What this exercise asks:
1. According to the passage on Koster's career, what did his thesis on the properties of spin using the Muon Piston Calorimeter earn?
2. Extract from the passage on Koster's career the portion that begins at the words "Although it might" and stops after "of the MRI.", reproducing it without alteration.

Text shown:
+++

Koster and the Perdekamp research team explored the spin substructure of protons by alternating the colliding protons’ spins and measuring asymmetries in the results of the collisions. The work required collecting hundreds of terabytes of data, using efficient algorithms to parse and interpret datasets, and performing statistical analyses on the results.

Although it might seem esoteric to those without a physics background, understanding spin does have practical implications. For example, magnetic resonance imaging (MRI) depends on aligning the spin of protons in hydrogen atoms in the body with the strong magnetic field of the MRI.

Koster completed his PhD in 2010. His thesis on the properties of spin using the Muon Piston Calorimeter earned an award for outstanding thesis research. He then took a postdoctoral position at RIKEN, a Japanese scientific research institute just outside of Tokyo, but remained stationed at Brookhaven to continue his work on the PHENIX experiment.

In 2013 Koster decided to leave the research sector for business. Once again, he went big, joining Amazon, initially as a software development engineer.

“I was excited about all the other opportunities out there, and the things I was going to be doing at Amazon seemed interesting and fit well with my experience,” he says.

+++

Entries shown:

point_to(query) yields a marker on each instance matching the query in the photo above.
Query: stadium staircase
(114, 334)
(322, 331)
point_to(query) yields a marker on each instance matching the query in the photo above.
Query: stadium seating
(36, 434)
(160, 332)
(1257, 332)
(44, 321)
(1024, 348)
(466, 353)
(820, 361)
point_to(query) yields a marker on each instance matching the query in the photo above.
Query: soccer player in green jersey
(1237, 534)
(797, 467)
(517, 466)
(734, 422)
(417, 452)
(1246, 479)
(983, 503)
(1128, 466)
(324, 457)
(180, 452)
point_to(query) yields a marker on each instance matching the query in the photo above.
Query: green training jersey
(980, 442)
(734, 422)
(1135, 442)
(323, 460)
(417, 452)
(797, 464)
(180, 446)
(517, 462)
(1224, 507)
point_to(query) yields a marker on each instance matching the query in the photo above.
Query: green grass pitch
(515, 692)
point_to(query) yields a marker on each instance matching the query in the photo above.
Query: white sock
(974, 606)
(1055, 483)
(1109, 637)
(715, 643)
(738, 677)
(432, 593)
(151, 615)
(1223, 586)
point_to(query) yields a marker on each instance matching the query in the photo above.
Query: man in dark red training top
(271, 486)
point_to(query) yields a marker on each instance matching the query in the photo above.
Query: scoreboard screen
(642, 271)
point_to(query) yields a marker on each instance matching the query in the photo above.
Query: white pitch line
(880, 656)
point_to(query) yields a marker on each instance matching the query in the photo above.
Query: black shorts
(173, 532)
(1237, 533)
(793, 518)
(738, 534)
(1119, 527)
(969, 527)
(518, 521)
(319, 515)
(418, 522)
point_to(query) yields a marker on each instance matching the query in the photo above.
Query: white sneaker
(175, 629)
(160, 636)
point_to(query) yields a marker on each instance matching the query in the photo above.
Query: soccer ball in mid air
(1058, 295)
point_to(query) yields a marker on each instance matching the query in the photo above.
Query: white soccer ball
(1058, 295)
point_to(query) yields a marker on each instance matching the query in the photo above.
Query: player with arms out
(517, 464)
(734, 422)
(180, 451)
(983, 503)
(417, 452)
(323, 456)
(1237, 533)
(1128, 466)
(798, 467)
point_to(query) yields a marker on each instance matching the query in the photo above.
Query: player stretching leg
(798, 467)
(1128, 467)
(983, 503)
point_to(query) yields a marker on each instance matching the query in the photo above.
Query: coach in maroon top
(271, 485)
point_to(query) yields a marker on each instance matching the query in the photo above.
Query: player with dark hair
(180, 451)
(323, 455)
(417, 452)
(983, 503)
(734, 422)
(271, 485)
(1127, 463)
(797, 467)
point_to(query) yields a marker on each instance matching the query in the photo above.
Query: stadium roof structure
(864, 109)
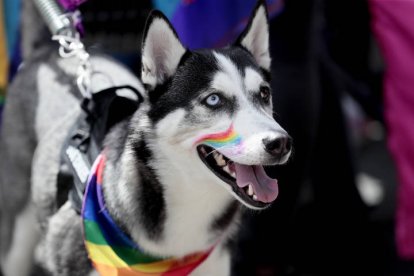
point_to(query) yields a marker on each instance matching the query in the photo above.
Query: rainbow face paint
(227, 139)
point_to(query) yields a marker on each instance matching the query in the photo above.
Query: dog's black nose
(278, 147)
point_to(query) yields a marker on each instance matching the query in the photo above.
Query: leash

+++

Solutions:
1. It earned an award for outstanding thesis research.

2.
Although it might seem esoteric to those without a physics background, understanding spin does have practical implications. For example, magnetic resonance imaging (MRI) depends on aligning the spin of protons in hydrogen atoms in the body with the strong magnetic field of the MRI.